◆ **Selected excerpt**:
++++++++++++++++++++

We first met on the road out here when you were coming by with a few other folks. What were you doing when I saw you on the road?
Andria: We were doing what we call a Cross-Walk. I go to Bethany College of Missions. My freshman year our mentor decided to send us out and drop us off two hours away from campus and said “Find your way back, trust the Lord to get there” and we're like “Okay...”
So that's what we did. We [were dropped off in the morning] I think in New London-Spicer and started walking toward what we thought was home and trusted the Lord that we would get there. We had to find somewhere to stay by like 7:00 that night or we would call in and they would come and pick us up, but we were all very much determined that the Lord was going to provide for us.
We started walking. We got actually a lot of rides, which was kind of crazy. We all had expectations before we left and we just asked the Lord to provide different things—everything from as small as something to eat to being able to preach at a church—one of my teammates wanted to do that.
We were walking into Cokato. We were done. We were tired. We'd been walking for probably 20 miles. We didn't want to call. We didn't want to go back. We wanted to make it home. Then Steve came along and he's like “Hey, want to stay at our house?” and “only if you preach in the morning.”
Steve:
That was because I was desperate. I had been at home and I'd been trying to get ready to preach. I'd gotten half the message done and couldn't figure out the “So What?” part of the message. And so I said “Okay God what do you want me to do?” and I went on a bike ride and there they were! And then I brought them over to Marketplace and bought food and said “You can have food but I'm not gonna cook.” So they cooked dinner for us and we had a wonderful time. And now you're back and I'm thankful for that.
Let's pray. Heavenly Father I thank you for Andria and for the work that you've done in her life. I ask Father that you would use her during this time as you choose... to do that trans-formative work and to help us as we look out at the world, as we see “weeds” and we think we know who is good and who is bad. We ask, Lord, that you would do the work of correction in our lives; that you, Lord, would help us reach out to all of the broken, to all of those who are trapped and captured in one way or another and that you, Lord, would set them free. In Jesus' name.
Andria: Okay. So bear with me. I've never really done this before. So, like I said, I'm attending Bethany College of Missions right now with the goal of going out to be a full time missionary somewhere in the world. I still have two years left and I will be spending sixteen months overseas in Thailand starting in September, leaving September 10th.
When I came to Bethany I was very lost and very broken. I came a very broken household where it was hard to follow the Lord; my family wasn't really doing that. It was hard.
It's kind of crazy how I ended up at Bethany. I wouldn't really say I was following the Lord when I went there. The Lord guided my steps. I got there not really knowing what I was getting into. I was feeling a desire to go overseas but really not knowing who the Lord was or knowing what His heart was for me.
Bethany is all about discipleship. There goal is to get you out overseas but they will spend the first two years discipling you and helping you to find the freedom that you may not find out in the world.

++++++++++++++++++++

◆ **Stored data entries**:
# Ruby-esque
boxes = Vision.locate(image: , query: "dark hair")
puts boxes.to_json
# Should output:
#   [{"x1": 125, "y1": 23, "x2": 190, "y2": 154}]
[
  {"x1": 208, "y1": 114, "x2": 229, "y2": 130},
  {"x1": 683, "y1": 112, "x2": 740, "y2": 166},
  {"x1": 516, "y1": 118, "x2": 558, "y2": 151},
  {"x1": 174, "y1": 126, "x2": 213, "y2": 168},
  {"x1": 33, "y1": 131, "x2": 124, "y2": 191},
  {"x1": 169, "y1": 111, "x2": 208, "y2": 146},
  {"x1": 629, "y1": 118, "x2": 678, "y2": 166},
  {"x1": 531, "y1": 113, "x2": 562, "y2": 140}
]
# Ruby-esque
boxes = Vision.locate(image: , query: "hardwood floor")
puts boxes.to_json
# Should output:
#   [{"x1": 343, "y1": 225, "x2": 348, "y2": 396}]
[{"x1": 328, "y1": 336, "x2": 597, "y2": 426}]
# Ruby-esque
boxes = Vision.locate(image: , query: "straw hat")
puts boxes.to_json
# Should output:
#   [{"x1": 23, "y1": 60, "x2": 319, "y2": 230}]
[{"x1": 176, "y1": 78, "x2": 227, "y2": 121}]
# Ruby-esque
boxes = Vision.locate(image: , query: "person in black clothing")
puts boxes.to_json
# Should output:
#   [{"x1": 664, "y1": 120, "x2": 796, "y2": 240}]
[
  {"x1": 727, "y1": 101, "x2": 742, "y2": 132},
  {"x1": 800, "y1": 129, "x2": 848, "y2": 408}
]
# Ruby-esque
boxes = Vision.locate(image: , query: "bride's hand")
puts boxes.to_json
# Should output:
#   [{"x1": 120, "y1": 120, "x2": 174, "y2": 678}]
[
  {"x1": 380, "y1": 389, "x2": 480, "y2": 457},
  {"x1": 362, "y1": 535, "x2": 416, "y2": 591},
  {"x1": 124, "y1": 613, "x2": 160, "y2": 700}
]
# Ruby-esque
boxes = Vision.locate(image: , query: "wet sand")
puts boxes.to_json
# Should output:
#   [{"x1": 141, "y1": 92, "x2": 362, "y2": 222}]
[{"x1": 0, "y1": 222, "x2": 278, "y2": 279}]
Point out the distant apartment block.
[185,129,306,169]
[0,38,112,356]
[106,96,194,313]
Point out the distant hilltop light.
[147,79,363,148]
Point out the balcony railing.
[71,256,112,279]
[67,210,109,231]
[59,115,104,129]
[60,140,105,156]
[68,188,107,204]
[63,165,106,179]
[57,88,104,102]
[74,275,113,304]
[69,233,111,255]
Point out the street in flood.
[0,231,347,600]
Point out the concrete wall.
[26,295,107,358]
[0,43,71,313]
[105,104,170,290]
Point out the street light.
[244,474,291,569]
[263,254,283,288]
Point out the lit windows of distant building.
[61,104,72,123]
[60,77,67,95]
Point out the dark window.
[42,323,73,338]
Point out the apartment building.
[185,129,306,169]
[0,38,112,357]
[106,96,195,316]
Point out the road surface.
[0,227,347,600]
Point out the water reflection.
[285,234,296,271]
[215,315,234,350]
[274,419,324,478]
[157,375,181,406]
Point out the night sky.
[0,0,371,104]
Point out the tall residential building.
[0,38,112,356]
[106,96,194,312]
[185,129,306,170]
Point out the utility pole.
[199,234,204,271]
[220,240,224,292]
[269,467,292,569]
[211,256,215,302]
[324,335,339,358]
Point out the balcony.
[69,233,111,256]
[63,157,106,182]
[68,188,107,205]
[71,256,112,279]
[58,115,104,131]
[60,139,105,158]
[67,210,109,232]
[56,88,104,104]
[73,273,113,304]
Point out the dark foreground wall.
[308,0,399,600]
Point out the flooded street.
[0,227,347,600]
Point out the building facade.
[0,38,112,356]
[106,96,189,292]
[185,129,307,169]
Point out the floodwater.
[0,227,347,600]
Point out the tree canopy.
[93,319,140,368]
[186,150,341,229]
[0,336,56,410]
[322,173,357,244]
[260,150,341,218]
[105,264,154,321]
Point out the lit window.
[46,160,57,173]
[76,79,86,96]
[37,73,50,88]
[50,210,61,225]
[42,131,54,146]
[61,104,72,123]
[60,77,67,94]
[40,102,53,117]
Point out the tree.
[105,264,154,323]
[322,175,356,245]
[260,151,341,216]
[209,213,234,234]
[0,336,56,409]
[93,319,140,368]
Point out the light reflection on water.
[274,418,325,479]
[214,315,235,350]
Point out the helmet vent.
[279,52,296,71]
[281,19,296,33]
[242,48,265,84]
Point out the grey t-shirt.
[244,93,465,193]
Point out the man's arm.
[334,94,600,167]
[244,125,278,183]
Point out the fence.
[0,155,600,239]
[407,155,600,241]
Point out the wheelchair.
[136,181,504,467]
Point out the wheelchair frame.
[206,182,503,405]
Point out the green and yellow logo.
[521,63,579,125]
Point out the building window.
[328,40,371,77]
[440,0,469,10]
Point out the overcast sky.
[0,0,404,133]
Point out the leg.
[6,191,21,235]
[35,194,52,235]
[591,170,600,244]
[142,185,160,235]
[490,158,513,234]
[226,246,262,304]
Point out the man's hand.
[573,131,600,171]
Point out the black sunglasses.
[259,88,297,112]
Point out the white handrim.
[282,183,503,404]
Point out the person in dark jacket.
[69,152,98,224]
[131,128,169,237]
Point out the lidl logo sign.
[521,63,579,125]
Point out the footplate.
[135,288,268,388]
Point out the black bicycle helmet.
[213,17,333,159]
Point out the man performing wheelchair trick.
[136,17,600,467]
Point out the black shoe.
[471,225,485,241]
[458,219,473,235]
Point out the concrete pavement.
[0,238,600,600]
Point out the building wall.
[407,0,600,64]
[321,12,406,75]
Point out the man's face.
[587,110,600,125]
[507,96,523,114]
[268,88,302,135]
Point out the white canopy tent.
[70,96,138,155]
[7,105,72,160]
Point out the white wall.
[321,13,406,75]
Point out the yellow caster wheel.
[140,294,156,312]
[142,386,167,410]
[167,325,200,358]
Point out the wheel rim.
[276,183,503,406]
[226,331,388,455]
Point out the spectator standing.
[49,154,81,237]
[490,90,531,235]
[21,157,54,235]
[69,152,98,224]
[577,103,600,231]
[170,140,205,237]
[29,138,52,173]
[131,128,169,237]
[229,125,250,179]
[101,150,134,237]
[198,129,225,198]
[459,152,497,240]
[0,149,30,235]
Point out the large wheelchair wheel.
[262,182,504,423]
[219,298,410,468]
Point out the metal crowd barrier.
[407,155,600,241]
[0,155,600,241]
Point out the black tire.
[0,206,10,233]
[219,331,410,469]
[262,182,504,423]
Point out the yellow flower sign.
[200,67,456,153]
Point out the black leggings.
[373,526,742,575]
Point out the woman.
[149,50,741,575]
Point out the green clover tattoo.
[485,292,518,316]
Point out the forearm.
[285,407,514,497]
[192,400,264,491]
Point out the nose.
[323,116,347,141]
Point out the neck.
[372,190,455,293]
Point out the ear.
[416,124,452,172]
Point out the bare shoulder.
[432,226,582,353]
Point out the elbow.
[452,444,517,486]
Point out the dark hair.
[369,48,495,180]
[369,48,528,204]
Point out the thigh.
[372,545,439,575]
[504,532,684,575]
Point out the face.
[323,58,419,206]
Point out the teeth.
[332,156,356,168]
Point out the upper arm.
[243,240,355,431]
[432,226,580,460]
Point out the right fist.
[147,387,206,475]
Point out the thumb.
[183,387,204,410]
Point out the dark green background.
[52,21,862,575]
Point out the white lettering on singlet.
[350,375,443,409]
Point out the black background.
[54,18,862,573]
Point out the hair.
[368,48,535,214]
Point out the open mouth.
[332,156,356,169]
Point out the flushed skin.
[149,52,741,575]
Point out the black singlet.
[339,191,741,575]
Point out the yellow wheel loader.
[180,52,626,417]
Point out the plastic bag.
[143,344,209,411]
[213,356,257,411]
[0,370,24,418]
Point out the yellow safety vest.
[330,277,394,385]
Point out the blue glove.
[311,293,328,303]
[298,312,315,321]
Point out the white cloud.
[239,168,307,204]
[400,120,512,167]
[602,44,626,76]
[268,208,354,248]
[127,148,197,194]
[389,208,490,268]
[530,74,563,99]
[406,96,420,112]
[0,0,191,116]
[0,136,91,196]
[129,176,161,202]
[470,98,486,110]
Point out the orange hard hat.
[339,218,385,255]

++++++++++++++++++++

◆ **Aim**: In the transcript, condense the paragraph that begins "We were walking into Cokato" into a short bulleted list that keeps its main facts. The items aren't needed for this work.

◆ **Correct answer**:
- The group was walking into Cokato, exhausted after about 20 miles.
- They didn't want to call for a ride or go back; they wanted to make it home.
- Steve came along and offered them a place to stay at his house, on the condition that one of them preach in the morning.